# DATA SHOWN
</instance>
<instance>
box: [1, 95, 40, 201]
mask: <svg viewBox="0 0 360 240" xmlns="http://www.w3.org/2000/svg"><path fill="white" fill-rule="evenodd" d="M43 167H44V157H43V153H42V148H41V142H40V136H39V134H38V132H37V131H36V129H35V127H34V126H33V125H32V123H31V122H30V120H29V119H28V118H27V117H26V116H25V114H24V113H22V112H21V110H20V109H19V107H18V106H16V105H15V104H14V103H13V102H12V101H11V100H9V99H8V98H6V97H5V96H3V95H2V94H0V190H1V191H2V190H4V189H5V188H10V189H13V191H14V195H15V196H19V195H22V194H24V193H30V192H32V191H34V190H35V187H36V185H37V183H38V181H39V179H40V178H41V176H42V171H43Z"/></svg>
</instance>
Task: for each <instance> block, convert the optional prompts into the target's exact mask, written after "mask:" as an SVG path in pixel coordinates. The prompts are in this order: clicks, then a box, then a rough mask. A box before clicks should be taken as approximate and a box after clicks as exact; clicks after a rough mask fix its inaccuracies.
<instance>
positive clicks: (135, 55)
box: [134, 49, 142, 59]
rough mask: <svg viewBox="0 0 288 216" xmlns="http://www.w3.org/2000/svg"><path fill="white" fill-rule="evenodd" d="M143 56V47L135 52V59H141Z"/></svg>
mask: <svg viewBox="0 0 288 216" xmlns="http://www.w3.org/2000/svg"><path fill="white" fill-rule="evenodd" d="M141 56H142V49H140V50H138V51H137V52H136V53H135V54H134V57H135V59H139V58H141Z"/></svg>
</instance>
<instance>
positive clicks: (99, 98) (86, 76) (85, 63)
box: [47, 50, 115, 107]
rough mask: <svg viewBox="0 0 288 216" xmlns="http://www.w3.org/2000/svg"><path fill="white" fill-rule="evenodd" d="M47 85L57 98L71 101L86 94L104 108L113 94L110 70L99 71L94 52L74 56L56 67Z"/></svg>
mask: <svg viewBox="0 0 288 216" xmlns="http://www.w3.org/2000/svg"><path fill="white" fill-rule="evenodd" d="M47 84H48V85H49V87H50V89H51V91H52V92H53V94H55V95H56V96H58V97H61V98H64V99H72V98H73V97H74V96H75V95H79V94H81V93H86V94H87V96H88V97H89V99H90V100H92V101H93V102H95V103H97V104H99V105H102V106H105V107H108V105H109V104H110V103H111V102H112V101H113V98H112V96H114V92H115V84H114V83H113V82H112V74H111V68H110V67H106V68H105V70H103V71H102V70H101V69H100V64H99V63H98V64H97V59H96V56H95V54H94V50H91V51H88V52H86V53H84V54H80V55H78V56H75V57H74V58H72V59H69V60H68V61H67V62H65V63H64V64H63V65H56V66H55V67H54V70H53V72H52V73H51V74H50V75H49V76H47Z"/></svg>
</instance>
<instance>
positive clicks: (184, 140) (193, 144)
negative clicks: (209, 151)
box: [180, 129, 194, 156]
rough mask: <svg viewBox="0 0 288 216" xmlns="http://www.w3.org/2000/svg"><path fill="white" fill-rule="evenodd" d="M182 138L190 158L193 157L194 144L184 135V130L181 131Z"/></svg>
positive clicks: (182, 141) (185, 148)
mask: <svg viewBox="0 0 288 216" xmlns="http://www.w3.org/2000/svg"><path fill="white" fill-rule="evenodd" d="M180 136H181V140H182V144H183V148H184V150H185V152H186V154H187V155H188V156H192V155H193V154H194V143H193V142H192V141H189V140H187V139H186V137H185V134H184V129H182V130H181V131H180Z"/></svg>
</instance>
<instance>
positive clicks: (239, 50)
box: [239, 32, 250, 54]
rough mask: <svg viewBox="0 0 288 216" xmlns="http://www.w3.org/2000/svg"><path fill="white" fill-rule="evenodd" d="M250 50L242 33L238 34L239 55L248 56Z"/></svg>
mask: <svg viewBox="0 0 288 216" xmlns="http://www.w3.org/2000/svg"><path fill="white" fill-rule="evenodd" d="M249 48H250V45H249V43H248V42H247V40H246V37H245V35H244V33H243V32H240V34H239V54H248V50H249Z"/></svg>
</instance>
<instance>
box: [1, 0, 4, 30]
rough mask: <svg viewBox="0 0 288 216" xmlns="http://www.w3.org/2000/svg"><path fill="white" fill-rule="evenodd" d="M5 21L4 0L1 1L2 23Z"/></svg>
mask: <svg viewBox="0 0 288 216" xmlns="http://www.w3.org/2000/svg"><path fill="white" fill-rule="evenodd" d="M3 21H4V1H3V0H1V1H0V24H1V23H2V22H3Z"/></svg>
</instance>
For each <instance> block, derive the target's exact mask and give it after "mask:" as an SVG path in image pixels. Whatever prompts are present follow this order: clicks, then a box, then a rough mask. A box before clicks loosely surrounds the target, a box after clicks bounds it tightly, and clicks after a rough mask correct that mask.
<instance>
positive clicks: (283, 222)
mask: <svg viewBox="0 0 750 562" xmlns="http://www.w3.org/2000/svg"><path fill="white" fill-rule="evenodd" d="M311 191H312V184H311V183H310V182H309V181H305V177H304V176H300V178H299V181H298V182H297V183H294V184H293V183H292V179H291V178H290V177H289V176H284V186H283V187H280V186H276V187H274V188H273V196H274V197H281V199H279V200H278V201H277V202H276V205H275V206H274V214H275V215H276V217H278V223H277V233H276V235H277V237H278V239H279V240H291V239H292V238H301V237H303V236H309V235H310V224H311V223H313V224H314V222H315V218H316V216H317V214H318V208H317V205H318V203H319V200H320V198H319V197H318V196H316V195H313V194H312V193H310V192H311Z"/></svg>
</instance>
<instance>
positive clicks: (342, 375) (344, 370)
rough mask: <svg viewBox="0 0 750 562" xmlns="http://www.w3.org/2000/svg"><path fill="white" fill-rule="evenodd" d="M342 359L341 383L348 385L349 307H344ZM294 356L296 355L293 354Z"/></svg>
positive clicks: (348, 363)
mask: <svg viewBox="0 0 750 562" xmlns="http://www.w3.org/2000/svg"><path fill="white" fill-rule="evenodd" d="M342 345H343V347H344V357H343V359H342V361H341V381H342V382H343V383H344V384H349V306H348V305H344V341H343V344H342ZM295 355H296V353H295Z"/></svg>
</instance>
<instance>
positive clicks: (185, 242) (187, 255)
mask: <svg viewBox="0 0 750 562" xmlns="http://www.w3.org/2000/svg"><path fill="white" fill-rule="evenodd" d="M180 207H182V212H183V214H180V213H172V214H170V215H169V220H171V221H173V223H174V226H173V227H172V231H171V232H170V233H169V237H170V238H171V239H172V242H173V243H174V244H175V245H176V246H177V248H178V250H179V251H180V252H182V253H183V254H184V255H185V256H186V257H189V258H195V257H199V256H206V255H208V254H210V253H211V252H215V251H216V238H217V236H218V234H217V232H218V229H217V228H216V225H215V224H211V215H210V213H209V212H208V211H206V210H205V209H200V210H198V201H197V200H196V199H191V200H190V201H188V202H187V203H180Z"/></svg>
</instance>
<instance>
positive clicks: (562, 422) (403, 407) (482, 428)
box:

# EXERCISE PROMPT
Rewrite the rows from the start through the line containing "box: [134, 49, 142, 59]", changing every "prompts" to "inputs" and keeping everything else the same. Give only those lines.

# REPLY TO THE EXERCISE
</instance>
<instance>
box: [1, 95, 40, 201]
mask: <svg viewBox="0 0 360 240" xmlns="http://www.w3.org/2000/svg"><path fill="white" fill-rule="evenodd" d="M43 167H44V157H43V153H42V148H41V142H40V136H39V134H38V132H37V131H36V129H35V127H34V126H33V125H32V123H31V122H30V120H29V119H28V118H27V117H26V116H25V114H24V113H22V112H21V110H20V109H19V107H18V106H16V105H15V104H14V103H13V102H12V101H11V100H9V99H8V98H6V97H5V96H3V95H2V94H0V190H1V191H2V190H4V189H5V188H10V189H13V191H14V195H15V196H19V195H22V194H24V193H30V192H32V191H34V190H35V187H36V185H37V183H38V181H39V179H40V178H41V176H42V171H43Z"/></svg>
</instance>
Task: for each <instance> block, convert the optional inputs into the target's exact mask, written after "mask:" as an SVG path in pixel coordinates. The inputs are in this order: clicks, then a box, then a rough mask. A box before clicks should be taken as approximate and a box after clicks as exact; clicks after a rough mask fix its inaccuracies.
<instance>
positive clicks: (135, 55)
box: [134, 49, 142, 59]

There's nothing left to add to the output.